**What you have to do:** For each line below that contains the word "grass", return that line.

# # # #

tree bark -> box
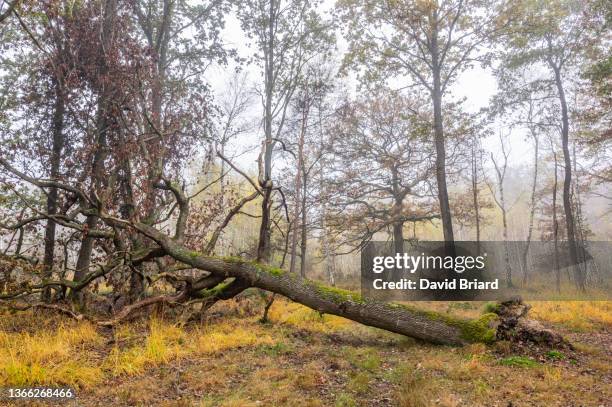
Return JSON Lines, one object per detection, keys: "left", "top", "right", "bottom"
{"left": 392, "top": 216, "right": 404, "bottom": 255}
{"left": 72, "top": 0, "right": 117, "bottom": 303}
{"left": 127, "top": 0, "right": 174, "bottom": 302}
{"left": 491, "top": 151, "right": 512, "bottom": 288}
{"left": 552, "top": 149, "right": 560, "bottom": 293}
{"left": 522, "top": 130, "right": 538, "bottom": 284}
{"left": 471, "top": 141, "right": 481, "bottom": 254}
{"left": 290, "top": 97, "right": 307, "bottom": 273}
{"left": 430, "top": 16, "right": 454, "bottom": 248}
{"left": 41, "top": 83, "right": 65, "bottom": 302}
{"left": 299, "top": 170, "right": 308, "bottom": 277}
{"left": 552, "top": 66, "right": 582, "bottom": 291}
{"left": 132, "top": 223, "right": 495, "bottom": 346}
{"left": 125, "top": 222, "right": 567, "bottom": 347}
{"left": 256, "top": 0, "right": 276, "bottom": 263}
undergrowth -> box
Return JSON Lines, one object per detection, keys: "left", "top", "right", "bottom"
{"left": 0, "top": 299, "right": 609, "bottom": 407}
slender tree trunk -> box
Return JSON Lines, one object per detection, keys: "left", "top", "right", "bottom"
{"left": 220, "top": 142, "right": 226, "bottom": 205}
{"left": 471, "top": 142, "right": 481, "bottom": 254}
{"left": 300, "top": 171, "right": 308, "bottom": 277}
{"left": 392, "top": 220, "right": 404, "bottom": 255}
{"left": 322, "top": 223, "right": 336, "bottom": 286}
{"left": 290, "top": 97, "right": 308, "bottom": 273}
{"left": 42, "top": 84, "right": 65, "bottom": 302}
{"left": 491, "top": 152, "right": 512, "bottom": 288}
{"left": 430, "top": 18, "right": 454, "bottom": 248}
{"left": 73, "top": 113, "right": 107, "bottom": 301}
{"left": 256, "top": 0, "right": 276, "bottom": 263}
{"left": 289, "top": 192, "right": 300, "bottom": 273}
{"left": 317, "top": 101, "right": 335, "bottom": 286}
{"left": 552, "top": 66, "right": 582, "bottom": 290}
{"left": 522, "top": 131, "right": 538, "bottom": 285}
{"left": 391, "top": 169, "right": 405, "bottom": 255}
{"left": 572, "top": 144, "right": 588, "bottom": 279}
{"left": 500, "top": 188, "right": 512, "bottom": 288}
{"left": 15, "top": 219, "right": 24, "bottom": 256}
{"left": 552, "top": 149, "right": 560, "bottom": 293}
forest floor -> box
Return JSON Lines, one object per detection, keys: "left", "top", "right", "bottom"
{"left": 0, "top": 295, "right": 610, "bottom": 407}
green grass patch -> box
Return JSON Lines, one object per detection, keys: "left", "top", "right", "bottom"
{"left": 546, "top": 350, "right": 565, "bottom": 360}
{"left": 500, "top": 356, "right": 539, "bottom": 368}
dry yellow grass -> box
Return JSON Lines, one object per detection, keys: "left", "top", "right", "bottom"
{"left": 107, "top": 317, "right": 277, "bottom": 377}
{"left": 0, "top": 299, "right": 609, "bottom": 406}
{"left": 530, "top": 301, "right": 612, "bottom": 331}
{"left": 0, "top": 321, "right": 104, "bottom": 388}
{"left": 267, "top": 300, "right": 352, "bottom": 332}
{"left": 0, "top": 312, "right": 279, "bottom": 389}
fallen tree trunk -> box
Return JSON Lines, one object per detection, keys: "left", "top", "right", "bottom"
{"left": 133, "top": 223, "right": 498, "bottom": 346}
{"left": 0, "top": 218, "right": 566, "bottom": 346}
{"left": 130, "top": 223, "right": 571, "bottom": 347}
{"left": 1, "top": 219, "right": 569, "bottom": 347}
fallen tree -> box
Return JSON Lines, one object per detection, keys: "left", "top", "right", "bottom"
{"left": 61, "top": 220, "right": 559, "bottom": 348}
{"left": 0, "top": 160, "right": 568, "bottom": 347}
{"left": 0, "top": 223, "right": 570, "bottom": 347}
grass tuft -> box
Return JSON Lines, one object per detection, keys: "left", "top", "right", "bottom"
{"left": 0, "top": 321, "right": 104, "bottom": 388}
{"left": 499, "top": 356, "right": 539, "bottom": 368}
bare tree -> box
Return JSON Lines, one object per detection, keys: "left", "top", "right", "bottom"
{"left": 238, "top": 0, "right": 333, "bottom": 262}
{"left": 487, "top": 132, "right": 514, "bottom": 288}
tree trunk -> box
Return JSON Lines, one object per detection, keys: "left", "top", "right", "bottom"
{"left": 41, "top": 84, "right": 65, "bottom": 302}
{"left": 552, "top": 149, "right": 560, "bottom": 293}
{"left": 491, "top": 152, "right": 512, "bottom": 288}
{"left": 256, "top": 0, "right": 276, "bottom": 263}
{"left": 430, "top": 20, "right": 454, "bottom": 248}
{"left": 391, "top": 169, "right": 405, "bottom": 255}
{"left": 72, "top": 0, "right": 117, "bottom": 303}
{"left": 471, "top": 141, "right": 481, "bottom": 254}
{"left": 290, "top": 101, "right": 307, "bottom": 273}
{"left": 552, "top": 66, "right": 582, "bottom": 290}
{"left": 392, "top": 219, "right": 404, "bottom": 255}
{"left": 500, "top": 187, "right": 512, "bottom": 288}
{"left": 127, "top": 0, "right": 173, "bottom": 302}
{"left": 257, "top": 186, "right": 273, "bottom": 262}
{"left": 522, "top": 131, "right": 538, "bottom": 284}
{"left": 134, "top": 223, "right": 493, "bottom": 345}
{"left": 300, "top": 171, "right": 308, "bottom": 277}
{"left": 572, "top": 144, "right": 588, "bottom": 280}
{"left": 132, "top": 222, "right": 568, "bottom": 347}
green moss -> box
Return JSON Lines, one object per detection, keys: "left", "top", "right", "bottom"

# # # #

**Written solution:**
green grass patch -> box
dry yellow grass -> box
grass tuft -> box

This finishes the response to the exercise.